Task objective -
Starting with the line that contains "of the electrical" and continuing through the line that contains "M67 11L67 34L78", both included, rewrite those lines as a numbered list with blank lines dropped. Output only that list.

[start of Record list]

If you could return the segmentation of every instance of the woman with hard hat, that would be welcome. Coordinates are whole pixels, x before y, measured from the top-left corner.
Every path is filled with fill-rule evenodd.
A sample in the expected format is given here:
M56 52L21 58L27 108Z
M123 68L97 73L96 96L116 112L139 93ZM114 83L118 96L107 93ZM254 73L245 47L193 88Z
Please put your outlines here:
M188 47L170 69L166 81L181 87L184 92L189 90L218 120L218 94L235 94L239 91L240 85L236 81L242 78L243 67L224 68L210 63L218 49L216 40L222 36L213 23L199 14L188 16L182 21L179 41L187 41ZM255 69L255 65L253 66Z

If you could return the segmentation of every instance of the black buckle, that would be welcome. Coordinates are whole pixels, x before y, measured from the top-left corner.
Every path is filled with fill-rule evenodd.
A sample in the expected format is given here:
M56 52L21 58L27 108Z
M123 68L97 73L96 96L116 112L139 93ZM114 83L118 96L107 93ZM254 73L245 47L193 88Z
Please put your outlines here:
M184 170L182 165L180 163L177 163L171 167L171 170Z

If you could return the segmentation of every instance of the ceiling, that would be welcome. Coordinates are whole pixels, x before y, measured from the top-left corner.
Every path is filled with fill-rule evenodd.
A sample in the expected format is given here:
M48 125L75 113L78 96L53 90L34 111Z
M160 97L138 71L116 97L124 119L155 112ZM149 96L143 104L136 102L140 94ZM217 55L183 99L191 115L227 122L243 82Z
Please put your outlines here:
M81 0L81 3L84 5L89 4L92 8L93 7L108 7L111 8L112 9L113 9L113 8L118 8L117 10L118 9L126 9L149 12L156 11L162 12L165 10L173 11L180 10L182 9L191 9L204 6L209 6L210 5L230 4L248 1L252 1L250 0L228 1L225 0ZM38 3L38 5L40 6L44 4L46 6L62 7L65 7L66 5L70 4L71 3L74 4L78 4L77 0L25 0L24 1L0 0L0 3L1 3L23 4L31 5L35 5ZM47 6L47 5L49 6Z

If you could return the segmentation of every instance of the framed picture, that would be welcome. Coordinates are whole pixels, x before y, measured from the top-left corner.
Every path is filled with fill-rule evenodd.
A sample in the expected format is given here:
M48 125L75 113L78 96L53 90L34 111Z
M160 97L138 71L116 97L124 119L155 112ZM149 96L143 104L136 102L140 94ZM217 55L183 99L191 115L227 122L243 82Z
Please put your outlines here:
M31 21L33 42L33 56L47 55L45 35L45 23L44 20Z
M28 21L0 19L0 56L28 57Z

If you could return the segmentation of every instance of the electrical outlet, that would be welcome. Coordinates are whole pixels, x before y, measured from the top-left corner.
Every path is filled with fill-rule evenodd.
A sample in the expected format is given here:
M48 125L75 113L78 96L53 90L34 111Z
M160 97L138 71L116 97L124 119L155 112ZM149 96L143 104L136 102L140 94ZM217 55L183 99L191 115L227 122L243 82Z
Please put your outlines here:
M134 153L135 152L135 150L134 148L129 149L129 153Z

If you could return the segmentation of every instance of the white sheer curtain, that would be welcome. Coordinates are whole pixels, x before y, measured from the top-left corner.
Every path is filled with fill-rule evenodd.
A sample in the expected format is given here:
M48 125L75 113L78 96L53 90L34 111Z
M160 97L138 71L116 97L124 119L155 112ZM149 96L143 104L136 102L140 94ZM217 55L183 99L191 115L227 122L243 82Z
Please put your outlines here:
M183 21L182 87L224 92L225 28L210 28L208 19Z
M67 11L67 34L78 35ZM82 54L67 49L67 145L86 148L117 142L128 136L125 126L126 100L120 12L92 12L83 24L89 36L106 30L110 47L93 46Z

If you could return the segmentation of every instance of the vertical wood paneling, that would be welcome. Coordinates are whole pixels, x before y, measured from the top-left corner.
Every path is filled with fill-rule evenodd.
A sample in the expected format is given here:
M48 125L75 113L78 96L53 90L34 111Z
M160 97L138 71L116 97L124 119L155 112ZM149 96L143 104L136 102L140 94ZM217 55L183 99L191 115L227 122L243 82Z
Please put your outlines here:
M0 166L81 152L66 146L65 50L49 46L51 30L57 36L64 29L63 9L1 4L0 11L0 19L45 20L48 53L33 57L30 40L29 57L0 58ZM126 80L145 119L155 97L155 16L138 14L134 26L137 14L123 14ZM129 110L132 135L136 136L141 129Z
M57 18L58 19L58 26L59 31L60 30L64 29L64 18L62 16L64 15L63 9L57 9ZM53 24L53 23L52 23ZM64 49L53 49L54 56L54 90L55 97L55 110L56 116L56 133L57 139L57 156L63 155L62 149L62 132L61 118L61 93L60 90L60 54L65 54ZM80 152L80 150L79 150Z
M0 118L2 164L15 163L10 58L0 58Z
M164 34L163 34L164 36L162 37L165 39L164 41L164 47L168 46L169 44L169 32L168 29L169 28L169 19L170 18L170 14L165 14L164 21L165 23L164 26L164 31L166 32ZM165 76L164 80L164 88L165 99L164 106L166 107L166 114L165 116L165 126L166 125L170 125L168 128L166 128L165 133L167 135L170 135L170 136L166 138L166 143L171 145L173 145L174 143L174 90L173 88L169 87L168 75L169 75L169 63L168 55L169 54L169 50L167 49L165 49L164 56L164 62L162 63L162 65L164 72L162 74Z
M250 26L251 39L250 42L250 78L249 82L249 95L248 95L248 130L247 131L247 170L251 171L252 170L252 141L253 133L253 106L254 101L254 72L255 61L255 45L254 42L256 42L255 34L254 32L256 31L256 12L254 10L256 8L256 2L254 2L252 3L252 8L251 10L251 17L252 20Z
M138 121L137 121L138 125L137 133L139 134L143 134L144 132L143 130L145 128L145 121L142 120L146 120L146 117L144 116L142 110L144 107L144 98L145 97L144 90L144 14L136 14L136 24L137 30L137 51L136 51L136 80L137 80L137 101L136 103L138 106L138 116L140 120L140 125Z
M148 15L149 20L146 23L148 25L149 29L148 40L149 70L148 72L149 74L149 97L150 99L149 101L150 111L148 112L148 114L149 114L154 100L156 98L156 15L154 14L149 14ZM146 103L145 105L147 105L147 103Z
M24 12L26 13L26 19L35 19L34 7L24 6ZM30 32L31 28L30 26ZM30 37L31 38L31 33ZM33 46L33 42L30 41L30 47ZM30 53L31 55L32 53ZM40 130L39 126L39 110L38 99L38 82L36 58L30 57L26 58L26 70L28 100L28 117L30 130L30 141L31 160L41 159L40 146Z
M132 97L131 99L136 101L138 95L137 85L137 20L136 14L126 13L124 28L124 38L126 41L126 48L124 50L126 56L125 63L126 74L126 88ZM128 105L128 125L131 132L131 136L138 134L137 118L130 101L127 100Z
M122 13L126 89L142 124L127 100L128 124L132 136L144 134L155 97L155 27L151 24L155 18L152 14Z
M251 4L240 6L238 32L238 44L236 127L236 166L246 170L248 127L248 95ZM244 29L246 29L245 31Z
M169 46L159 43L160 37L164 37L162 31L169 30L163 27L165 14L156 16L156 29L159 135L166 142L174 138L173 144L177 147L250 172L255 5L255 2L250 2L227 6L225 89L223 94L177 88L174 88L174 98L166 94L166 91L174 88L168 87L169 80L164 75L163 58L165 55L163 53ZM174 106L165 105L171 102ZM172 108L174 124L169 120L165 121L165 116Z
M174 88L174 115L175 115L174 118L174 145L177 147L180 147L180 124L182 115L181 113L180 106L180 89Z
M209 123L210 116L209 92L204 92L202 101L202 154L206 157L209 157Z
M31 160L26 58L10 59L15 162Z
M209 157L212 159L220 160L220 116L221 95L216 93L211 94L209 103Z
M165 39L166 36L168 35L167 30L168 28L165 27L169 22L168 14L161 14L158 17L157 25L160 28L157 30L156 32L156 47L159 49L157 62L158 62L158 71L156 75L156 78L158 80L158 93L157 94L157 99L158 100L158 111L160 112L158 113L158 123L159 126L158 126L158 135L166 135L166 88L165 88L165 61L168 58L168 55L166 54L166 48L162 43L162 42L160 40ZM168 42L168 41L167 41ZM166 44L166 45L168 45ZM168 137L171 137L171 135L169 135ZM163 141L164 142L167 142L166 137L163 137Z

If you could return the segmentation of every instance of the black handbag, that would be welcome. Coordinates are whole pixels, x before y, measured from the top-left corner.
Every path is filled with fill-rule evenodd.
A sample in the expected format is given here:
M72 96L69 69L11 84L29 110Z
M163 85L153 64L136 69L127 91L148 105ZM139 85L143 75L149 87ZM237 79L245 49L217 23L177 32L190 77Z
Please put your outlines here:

[end of Record list]

Response -
1. If you could return the segmentation of every instance of the electrical outlet, that would be welcome. Coordinates are whole pixels, x before y, measured from the top-left corner.
2. Every path is filled with fill-rule evenodd.
3. A sample in the expected format is given here:
4. M48 125L75 113L78 96L53 90L34 111Z
5. M160 97L138 71L116 97L124 119L155 112ZM149 96L143 104L136 102L140 94ZM217 55L183 99L191 115L227 122L243 82Z
6. Please put your outlines here:
7. M134 153L135 152L135 150L134 148L129 149L129 153Z
8. If you could return the segmentation of every instance of the white sheer curtain, that would be welcome. Coordinates are whole pixels, x before y, measured from the top-left corner.
9. Every path is filled with fill-rule evenodd.
10. A sample in the expected format is given here:
11. M48 125L75 113L78 96L53 90L34 111Z
12. M160 97L138 71L116 97L124 119L155 112ZM149 96L143 104L136 102L140 94ZM217 55L183 99L191 115L227 122L243 82Z
13. Please put your outlines here:
14. M183 21L182 87L224 92L225 28L210 28L208 19Z
15. M67 11L67 34L78 35ZM82 54L67 49L67 145L86 148L117 142L128 136L125 126L126 100L120 12L92 12L83 24L89 36L106 30L110 47L93 46Z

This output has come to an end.